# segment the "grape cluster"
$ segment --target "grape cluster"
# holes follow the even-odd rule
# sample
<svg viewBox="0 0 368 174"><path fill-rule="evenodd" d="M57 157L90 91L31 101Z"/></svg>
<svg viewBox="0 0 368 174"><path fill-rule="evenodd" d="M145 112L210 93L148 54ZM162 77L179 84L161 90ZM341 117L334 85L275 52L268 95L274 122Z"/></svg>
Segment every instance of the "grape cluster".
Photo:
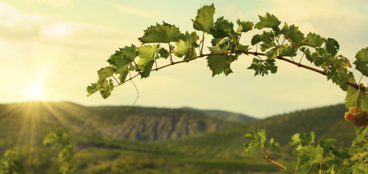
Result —
<svg viewBox="0 0 368 174"><path fill-rule="evenodd" d="M368 113L363 111L363 109L356 106L351 106L349 108L349 111L345 112L344 117L350 124L354 124L358 127L362 126L368 126Z"/></svg>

:: Stated task ::
Tally the lines in the entries above that contain the string "fill", and give only the number.

:: Written response ::
3